> Short exercise
Could you rewrite the material below with "instance" replaced by "occurrence" throughout, keeping everything else unchanged?

-- START OF Records supplied --

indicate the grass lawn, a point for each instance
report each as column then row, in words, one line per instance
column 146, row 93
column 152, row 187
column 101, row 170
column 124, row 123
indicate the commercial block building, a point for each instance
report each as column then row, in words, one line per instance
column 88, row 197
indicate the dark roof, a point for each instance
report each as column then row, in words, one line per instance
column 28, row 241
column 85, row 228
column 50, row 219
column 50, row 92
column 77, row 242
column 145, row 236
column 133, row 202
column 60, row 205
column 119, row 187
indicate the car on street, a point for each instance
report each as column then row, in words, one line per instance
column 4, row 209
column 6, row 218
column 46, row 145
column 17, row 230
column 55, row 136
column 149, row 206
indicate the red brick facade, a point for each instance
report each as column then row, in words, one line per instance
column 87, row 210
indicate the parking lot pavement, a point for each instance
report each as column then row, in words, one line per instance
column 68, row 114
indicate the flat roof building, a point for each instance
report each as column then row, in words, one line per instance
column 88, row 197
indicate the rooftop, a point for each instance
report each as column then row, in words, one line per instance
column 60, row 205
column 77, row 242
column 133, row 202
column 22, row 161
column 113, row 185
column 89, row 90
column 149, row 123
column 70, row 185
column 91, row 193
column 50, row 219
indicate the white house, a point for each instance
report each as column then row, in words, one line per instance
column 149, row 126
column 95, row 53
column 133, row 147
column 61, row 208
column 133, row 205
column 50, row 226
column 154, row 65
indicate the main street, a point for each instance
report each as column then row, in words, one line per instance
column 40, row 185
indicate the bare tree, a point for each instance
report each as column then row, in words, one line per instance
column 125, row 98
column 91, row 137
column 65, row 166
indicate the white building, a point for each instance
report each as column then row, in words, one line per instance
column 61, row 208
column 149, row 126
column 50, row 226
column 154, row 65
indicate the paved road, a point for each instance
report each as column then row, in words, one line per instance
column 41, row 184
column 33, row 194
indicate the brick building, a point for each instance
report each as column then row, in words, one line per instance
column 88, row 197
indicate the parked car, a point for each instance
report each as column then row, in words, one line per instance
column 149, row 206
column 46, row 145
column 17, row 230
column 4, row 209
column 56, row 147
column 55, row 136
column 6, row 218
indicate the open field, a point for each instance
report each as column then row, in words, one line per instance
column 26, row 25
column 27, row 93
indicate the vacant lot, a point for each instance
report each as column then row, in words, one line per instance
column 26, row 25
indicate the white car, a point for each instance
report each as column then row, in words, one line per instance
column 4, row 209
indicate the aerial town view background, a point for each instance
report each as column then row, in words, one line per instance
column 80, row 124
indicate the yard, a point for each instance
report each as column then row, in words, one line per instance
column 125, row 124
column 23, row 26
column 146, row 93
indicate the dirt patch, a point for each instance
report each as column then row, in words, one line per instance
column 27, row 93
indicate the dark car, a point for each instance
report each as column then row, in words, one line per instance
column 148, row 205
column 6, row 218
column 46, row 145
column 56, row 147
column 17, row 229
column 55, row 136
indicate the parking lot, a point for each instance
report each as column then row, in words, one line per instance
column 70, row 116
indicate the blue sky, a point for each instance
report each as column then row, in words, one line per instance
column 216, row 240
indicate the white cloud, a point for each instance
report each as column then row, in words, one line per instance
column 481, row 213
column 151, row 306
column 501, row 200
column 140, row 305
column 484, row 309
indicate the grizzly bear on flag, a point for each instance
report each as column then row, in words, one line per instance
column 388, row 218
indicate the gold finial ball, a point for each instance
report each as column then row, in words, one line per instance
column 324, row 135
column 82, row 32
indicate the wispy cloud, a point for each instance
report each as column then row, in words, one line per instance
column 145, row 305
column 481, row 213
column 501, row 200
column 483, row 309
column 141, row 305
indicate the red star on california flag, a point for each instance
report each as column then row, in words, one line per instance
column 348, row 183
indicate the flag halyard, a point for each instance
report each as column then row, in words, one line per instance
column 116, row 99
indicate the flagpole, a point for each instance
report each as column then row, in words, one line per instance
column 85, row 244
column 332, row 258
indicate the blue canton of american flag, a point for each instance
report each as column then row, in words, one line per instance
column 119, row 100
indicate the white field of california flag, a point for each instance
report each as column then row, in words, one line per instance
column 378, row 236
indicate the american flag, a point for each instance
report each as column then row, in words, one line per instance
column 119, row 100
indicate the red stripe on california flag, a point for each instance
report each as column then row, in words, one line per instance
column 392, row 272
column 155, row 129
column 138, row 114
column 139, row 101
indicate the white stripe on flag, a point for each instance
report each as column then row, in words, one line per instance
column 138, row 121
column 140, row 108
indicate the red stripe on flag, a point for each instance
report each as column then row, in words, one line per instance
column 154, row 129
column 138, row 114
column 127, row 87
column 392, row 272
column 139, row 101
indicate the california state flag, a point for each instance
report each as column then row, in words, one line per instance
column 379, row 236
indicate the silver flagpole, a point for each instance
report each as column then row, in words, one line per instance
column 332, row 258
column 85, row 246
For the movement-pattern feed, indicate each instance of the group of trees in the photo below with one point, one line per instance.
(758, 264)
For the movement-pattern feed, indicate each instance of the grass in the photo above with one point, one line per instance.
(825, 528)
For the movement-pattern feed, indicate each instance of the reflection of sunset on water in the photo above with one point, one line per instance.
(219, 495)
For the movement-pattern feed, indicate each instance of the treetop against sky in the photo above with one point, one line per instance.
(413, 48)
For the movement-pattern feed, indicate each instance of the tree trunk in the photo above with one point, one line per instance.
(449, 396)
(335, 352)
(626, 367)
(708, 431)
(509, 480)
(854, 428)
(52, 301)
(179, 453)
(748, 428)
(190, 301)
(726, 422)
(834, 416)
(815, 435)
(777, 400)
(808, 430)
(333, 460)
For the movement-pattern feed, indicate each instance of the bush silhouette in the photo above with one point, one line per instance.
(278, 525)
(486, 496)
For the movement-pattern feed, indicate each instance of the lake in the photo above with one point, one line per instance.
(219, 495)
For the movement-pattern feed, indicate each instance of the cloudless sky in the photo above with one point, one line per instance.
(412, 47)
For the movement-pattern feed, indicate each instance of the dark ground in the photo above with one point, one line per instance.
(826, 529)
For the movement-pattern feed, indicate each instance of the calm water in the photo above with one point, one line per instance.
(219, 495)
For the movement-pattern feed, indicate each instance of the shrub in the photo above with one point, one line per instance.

-- END OF Records supplied --

> Correct output
indicate the grass lawn, a point for each occurrence
report each as column then row, in words, one line per occurrence
column 146, row 93
column 152, row 187
column 101, row 170
column 124, row 123
indicate the commercial block building, a point for each occurrence
report each as column then row, in words, one line per occurrence
column 88, row 197
indicate the dark roof, a point for each occurrence
report each as column then row, in words, one line per occurrence
column 28, row 241
column 85, row 228
column 50, row 219
column 50, row 92
column 77, row 242
column 145, row 236
column 133, row 202
column 60, row 205
column 119, row 187
indicate the car on street, a point for each occurrence
report each as column then row, in words, one line per occurrence
column 4, row 209
column 6, row 218
column 46, row 145
column 17, row 230
column 55, row 136
column 149, row 206
indicate the red brick facade, a point for each occurrence
report each as column then row, in words, one line per occurrence
column 87, row 210
indicate the parking lot pavement, a point for each occurrence
report each as column then row, in words, one line per occurrence
column 68, row 114
indicate the flat roof building, a point for each occurrence
report each as column then row, in words, one line per occurrence
column 88, row 197
indicate the rooftop, a point for each occurrence
report each as column then row, in words, one line per occurrence
column 60, row 205
column 77, row 242
column 133, row 202
column 22, row 161
column 113, row 185
column 89, row 90
column 149, row 123
column 70, row 185
column 91, row 193
column 50, row 219
indicate the white house, a point for each occurrence
report each as column then row, in words, one line per occurrence
column 149, row 126
column 95, row 53
column 133, row 147
column 61, row 208
column 133, row 205
column 50, row 226
column 154, row 65
indicate the main street, a point for each occurrence
report each as column then row, in words, one line per occurrence
column 40, row 185
indicate the bare tree, a point for each occurrence
report each as column then row, in words, one line per occurrence
column 125, row 98
column 91, row 137
column 65, row 166
indicate the white building, a point for each occurrence
report each as column then row, in words, one line per occurrence
column 61, row 208
column 149, row 126
column 50, row 226
column 154, row 65
indicate the paved road, a point for each occurrence
report each as column then row, in words, one line per occurrence
column 41, row 184
column 33, row 194
indicate the brick building, a point for each occurrence
report each as column then row, in words, one line per occurrence
column 88, row 197
indicate the parked car, a point for each occurrence
report each as column then row, in words, one line per occurrence
column 149, row 206
column 46, row 145
column 17, row 230
column 4, row 209
column 56, row 147
column 55, row 136
column 6, row 218
indicate the open field, a point for each occurrence
report each as column then row, in words, one line per occurrence
column 26, row 25
column 27, row 93
indicate the vacant lot, a point for each occurrence
report each as column then row, in words, one line per occurrence
column 26, row 25
indicate the white car, a point for each occurrence
report each as column then row, in words, one line per occurrence
column 4, row 209
indicate the aerial town view background, a point for each occurrence
report each as column then row, in words, one line per occurrence
column 80, row 124
indicate the yard, a point for each occurrence
report each as column then row, in words, one line per occurrence
column 125, row 124
column 23, row 26
column 146, row 93
indicate the dirt patch, a point for each occurrence
report each as column then row, in words, one line per occurrence
column 27, row 93
indicate the dark car, a point for each occurrence
report each as column then row, in words, one line per occurrence
column 148, row 205
column 6, row 218
column 46, row 145
column 56, row 147
column 17, row 229
column 55, row 136
indicate the parking lot, a point for each occurrence
report each as column then row, in words, one line per occurrence
column 70, row 116
indicate the blue sky, a point for each occurrence
report each as column then row, in words, one line per occurrence
column 216, row 240
indicate the white cloud, a point for each occurrence
report each as column then row, in words, one line per occurrence
column 481, row 213
column 151, row 306
column 501, row 200
column 140, row 305
column 484, row 309
indicate the grizzly bear on flag, a point for each occurrence
report each as column then row, in words, one line per occurrence
column 388, row 218
indicate the gold finial ball, a point for each occurrence
report each as column then row, in words, one line per occurrence
column 324, row 135
column 82, row 32
indicate the wispy cloud, a point for each occurrence
report each as column then row, in words, one line per occurrence
column 145, row 305
column 481, row 213
column 501, row 200
column 483, row 309
column 141, row 305
indicate the red star on california flag, a point for each occurrence
report each as column then row, in words, one line per occurrence
column 348, row 183
indicate the flag halyard, a point for each occurrence
report each as column then row, in words, one line per occurrence
column 116, row 99
indicate the flagpole, a point for each occurrence
report each as column then row, in words, one line per occurrence
column 85, row 244
column 332, row 258
indicate the blue canton of american flag, a point for each occurrence
report each as column then row, in words, one line per occurrence
column 119, row 100
indicate the white field of california flag, a point for each occurrence
report each as column then row, in words, one line per occurrence
column 378, row 236
indicate the american flag, a point for each occurrence
report each as column then row, in words, one line per occurrence
column 119, row 100
indicate the red stripe on california flag, a point for each occurrence
report each as column then row, in words, one line per occurrence
column 392, row 272
column 155, row 129
column 138, row 114
column 139, row 101
indicate the white stripe on flag, a point for each occurrence
report each as column then row, in words, one line per occurrence
column 138, row 121
column 140, row 108
indicate the red stripe on flag, a point for each occurrence
report each as column then row, in words, one line per occurrence
column 154, row 129
column 138, row 114
column 127, row 87
column 392, row 272
column 139, row 101
indicate the california state flag, a point for each occurrence
report each as column then row, in words, one line per occurrence
column 379, row 236
indicate the silver flagpole, a point for each occurrence
report each as column then row, in words, one line per occurrence
column 332, row 258
column 85, row 246
For the movement-pattern feed, indicate each occurrence of the group of trees in the photo below with one point, one line per occurrence.
(758, 264)
For the movement-pattern feed, indicate each occurrence of the grass in the photo above with one point, one line per occurrence.
(825, 528)
For the movement-pattern feed, indicate each occurrence of the reflection of sunset on water in the photo above with one point, one line per occurrence.
(219, 495)
For the movement-pattern feed, indicate each occurrence of the treetop against sky in the photo above with one point, one line per occurrence.
(413, 48)
For the movement-pattern feed, indicate each occurrence of the tree trunk in the photo above with one point, one line per occurrence.
(449, 396)
(335, 352)
(626, 367)
(708, 431)
(509, 480)
(854, 428)
(52, 301)
(179, 453)
(748, 428)
(190, 301)
(726, 422)
(834, 416)
(815, 435)
(777, 400)
(808, 430)
(333, 460)
For the movement-pattern feed, indicate each occurrence of the bush silhouette in the photo above with one point, one line per occurrence.
(278, 525)
(486, 496)
For the movement-pattern feed, indicate each occurrence of the lake in the photo above with one point, one line per occurrence.
(219, 495)
For the movement-pattern feed, indicate each occurrence of the cloudless sky in the photo above with one point, one line per occurrence.
(412, 47)
For the movement-pattern feed, indicate each occurrence of the dark ground in the photo above with one point, one line per occurrence.
(826, 529)
For the movement-pattern feed, indicate each occurrence of the calm water in the photo above with one point, one line per occurrence.
(219, 495)
For the movement-pattern feed, indicate each occurrence of the shrub in the photo above with one point, one line per occurrence.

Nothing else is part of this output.